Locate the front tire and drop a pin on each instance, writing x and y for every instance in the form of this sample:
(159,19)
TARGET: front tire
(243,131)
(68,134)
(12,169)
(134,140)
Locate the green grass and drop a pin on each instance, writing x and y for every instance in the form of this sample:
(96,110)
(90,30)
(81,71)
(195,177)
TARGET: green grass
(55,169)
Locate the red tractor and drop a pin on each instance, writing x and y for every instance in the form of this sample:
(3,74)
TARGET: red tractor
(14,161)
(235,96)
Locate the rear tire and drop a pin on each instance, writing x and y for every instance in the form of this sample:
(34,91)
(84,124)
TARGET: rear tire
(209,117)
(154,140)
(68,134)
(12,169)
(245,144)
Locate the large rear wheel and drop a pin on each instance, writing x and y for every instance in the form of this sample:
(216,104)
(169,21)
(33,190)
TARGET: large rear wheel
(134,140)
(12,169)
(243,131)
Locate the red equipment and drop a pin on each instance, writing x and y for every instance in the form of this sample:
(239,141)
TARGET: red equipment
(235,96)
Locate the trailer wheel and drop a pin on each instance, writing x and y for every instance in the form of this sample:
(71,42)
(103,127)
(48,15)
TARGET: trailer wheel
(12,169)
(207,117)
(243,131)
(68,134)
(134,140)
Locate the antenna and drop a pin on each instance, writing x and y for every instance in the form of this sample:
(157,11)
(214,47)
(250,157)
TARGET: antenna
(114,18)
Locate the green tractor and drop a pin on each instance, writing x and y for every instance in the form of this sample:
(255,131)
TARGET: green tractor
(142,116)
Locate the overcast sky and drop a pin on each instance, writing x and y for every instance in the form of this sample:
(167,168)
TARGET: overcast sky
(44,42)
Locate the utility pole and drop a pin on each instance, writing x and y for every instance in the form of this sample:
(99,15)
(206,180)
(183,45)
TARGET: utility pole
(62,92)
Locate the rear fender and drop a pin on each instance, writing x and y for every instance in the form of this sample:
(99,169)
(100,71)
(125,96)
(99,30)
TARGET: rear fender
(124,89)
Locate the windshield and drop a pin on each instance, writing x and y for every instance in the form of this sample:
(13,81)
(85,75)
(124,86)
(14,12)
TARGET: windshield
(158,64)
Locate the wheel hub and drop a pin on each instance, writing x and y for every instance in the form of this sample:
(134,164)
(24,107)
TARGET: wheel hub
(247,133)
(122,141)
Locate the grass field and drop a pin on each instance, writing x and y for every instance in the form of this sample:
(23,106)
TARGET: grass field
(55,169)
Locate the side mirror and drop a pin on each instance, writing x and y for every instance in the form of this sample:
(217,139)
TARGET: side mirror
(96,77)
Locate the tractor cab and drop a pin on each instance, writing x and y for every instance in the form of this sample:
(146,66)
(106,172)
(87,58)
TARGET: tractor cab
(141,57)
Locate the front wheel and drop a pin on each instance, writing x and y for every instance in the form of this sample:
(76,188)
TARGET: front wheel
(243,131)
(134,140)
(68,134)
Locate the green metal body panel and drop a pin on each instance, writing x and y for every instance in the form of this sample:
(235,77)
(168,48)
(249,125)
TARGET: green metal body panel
---+---
Aim:
Please return the lines above with no changes.

Answer to this task:
Locate the front tire and drop a pin on each instance, writing x and y for every instance in the form of this sample:
(159,19)
TARGET: front tire
(243,131)
(68,134)
(12,169)
(134,140)
Locate the green grass and drop a pin on each instance, writing x and y for every instance in the form of this sample:
(96,110)
(90,30)
(81,71)
(195,177)
TARGET: green grass
(55,169)
Locate the red tractor and drop a pin on each instance, writing x and y for every instance in the form of this sample:
(3,74)
TARGET: red tractor
(14,161)
(235,96)
Locate the rear tire and drop a pin on each instance, writing x and y for every instance in the form of this sample:
(34,91)
(84,124)
TARGET: rear tire
(209,117)
(154,140)
(68,134)
(12,169)
(245,144)
Locate the large rear wheel and drop a pin on each instance, writing x and y for every instance in the form of this sample:
(216,104)
(169,21)
(33,190)
TARGET: large rear wheel
(134,140)
(12,169)
(243,131)
Locate the red equipment and drop a pin on each instance, writing x and y for every instance in the form of this sample:
(239,141)
TARGET: red equipment
(235,96)
Locate the trailer wheel and drop a pin on each instance, writing x and y for every instance in the form of this sample:
(71,42)
(103,127)
(48,15)
TARGET: trailer wheel
(12,169)
(207,117)
(243,131)
(68,134)
(134,140)
Locate the antenna and drop a pin on each instance, writing x and y for every instance in the form of this sample:
(157,11)
(214,47)
(250,157)
TARGET: antenna
(114,18)
Locate the green tractor and drop a pin on each instance, writing x and y for every instance in the form of this sample:
(255,131)
TARGET: green tractor
(142,116)
Locate the overcast sky and drop a pin on each instance, writing x and y for every instance in the form of this sample:
(167,168)
TARGET: overcast sky
(44,42)
Locate the utility pole and drop a pin on each instance, writing x and y for every instance in the form of this sample:
(99,15)
(206,180)
(183,45)
TARGET: utility pole
(62,92)
Locate the rear fender and drop a pin on each instance, writing x and y for every instance in the form of this sample:
(99,169)
(100,71)
(125,96)
(99,30)
TARGET: rear fender
(124,89)
Locate the windshield and drop a pin on each instance, writing x and y for every instance in the form of this sample:
(13,81)
(85,75)
(124,86)
(14,12)
TARGET: windshield
(158,64)
Locate the wheel hub and drop a pin on each instance, writing x and y for every instance in the form of this sample:
(134,164)
(24,107)
TARGET: wheel hub
(247,133)
(122,141)
Locate the grass field and drop a pin on each instance, writing x and y for every instance in the form of this sample:
(23,106)
TARGET: grass field
(55,169)
Locate the side mirror and drop a pin on each instance, writing x and y for every instance in the form of this sample:
(217,139)
TARGET: side mirror
(96,77)
Locate the tractor cab and drop a pin on each instance, writing x and y for every instance in the form of this sample:
(146,66)
(106,172)
(87,58)
TARGET: tractor cab
(141,57)
Locate the front wheel and drop a pin on each instance, writing x and y for every instance in the form of this sample:
(76,188)
TARGET: front wheel
(243,131)
(134,140)
(68,134)
Locate the green metal body panel and drop a pin on each instance, writing x and y for every instance in the form of this sample:
(235,77)
(168,48)
(249,125)
TARGET: green metal body panel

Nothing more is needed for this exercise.